Reply with each record repeated exactly.

*Natural language region descriptions*:

====

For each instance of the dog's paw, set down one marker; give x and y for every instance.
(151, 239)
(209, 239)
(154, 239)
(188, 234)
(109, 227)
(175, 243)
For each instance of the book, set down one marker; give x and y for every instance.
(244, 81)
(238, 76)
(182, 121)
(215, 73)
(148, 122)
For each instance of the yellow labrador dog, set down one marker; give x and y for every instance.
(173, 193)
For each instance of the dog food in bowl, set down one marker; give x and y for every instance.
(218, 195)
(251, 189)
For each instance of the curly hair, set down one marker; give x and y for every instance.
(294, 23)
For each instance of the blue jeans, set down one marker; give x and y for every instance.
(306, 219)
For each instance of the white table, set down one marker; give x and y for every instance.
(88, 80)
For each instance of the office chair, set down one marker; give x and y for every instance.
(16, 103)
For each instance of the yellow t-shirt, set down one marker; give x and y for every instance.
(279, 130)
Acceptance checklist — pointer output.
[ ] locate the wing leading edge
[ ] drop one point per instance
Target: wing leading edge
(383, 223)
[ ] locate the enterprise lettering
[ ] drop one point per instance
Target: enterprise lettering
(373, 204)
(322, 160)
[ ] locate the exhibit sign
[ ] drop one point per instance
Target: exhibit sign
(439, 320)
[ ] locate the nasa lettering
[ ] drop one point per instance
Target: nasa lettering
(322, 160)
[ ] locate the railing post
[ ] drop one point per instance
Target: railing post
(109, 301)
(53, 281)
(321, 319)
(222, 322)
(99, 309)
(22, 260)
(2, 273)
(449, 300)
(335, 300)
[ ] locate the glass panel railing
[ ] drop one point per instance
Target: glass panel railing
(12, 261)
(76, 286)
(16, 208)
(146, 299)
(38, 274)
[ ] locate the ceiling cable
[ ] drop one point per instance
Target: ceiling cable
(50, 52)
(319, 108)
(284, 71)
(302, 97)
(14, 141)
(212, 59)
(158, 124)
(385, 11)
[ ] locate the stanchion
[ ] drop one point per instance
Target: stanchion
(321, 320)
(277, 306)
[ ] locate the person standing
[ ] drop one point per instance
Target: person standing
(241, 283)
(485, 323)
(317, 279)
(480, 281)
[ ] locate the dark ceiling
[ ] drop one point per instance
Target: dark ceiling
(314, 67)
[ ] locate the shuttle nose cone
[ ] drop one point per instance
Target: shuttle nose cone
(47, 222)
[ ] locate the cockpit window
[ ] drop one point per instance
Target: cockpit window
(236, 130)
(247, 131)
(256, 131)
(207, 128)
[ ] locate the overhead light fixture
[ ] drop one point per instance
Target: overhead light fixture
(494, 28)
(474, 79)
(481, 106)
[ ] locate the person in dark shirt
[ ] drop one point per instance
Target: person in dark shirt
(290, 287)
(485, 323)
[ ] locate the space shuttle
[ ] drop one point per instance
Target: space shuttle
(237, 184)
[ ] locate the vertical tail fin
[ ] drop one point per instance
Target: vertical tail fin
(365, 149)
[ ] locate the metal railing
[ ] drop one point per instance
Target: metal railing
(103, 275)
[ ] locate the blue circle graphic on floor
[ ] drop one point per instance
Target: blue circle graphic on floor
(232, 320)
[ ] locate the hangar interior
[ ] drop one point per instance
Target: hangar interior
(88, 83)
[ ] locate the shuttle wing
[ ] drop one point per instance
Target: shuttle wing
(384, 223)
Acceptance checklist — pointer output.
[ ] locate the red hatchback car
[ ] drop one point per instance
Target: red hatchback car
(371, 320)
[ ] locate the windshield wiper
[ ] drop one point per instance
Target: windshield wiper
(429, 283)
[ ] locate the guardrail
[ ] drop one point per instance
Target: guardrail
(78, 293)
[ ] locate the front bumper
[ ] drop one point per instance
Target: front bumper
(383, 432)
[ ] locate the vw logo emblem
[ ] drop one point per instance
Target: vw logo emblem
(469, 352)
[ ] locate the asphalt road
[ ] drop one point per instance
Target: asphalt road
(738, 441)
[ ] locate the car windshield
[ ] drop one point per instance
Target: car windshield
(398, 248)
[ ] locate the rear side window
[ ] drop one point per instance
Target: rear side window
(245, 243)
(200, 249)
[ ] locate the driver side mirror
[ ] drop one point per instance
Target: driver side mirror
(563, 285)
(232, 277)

====

*Exercise answer*:
For each instance of the dog's paw, set down one marker; give x and y for every instance.
(151, 239)
(209, 239)
(154, 239)
(188, 234)
(109, 227)
(175, 243)
For each instance of the book, set down one marker; give x and y for every instance.
(244, 81)
(238, 76)
(182, 121)
(215, 73)
(148, 122)
For each instance of the yellow labrador dog, set down one marker; give x and y for every instance.
(173, 193)
For each instance of the dog food in bowl, set down one marker; give x and y for every instance.
(218, 195)
(251, 189)
For each instance of the curly hair, set down one marker; give x and y for every instance.
(294, 23)
For each instance of the blue jeans, set down one marker; give x and y for every instance.
(306, 219)
For each instance of the white table, set down one marker; give x and y for every instance.
(88, 80)
For each instance of the office chair, set down one marker; give x and y for every instance.
(16, 103)
For each instance of the yellow t-shirt, set down one marker; give x and y for every instance.
(279, 130)
Acceptance checklist — pointer output.
[ ] locate the wing leading edge
[ ] drop one point per instance
Target: wing leading edge
(383, 223)
[ ] locate the enterprise lettering
[ ] drop one point per instance
Target: enterprise lettering
(373, 204)
(322, 160)
[ ] locate the exhibit sign
[ ] drop one point per instance
Target: exhibit sign
(439, 320)
[ ] locate the nasa lettering
[ ] drop one point per instance
Target: nasa lettering
(322, 160)
[ ] locate the railing post
[ ] drop one point per instance
Target: railing post
(109, 301)
(53, 281)
(321, 319)
(222, 322)
(99, 309)
(22, 260)
(2, 273)
(449, 300)
(335, 300)
[ ] locate the glass panel railing
[ ] drop one point per instance
Target: glass panel railing
(12, 261)
(76, 286)
(16, 208)
(146, 299)
(38, 274)
[ ] locate the ceiling cable
[ ] drop one point per instance
Target: ceiling cable
(50, 52)
(319, 108)
(284, 71)
(302, 97)
(14, 141)
(212, 59)
(158, 124)
(385, 11)
[ ] locate the stanchion
[ ] drop one point per instance
Target: stanchion
(321, 320)
(277, 306)
[ ] locate the person standing
[ ] drop one point per instance
Target: person standing
(241, 283)
(485, 323)
(317, 279)
(480, 281)
[ ] locate the dark ceiling
[ ] drop one point per instance
Target: dark ceiling
(314, 67)
[ ] locate the shuttle nose cone
[ ] drop one point per instance
Target: shuttle nose cone
(47, 222)
[ ] locate the cockpit window
[ ] drop one point per instance
Target: cockpit window
(236, 130)
(247, 131)
(256, 131)
(207, 128)
[ ] locate the overhead light fixture
[ ] drop one point per instance
Target: overhead light fixture
(494, 28)
(474, 79)
(481, 106)
[ ] locate the person in dark shirt
[ ] drop one point per instance
Target: person in dark shirt
(290, 287)
(485, 323)
[ ] locate the space shuttle
[ ] drop one point per instance
Target: space shuttle
(237, 184)
[ ] locate the vertical tail fin
[ ] drop one point per instance
Target: vertical tail fin
(365, 149)
[ ] locate the metal railing
[ ] drop one point per instance
Target: metal railing
(103, 275)
[ ] locate the blue circle graphic on floor
[ ] drop one point per instance
Target: blue circle graphic on floor
(232, 320)
[ ] locate the hangar interior
[ ] drop one point per instance
Target: hangar interior
(88, 83)
[ ] locate the shuttle wing
[ ] drop one point per instance
Target: shuttle wing
(384, 223)
Acceptance checklist — pointer output.
[ ] locate the red hatchback car
[ ] drop one point per instance
Target: red hatchback car
(371, 320)
[ ] locate the windshield wiper
[ ] drop one point per instance
Target: windshield wiper
(429, 283)
[ ] locate the guardrail
[ ] drop one point per instance
Target: guardrail
(78, 293)
[ ] locate the front bumper
[ ] drop one point per instance
Target: front bumper
(383, 432)
[ ] locate the vw logo emblem
[ ] drop one point per instance
Target: vw logo emblem
(469, 352)
[ ] locate the asphalt road
[ ] drop one point per instance
Target: asphalt road
(738, 441)
[ ] locate the car windshield
[ ] drop one point per instance
Target: car windshield
(398, 248)
[ ] locate the rear side window
[ ] drop one point per instance
Target: rear side window
(245, 243)
(200, 249)
[ ] locate the driver side mirror
[ ] drop one point per instance
Target: driver side mirror
(563, 285)
(232, 277)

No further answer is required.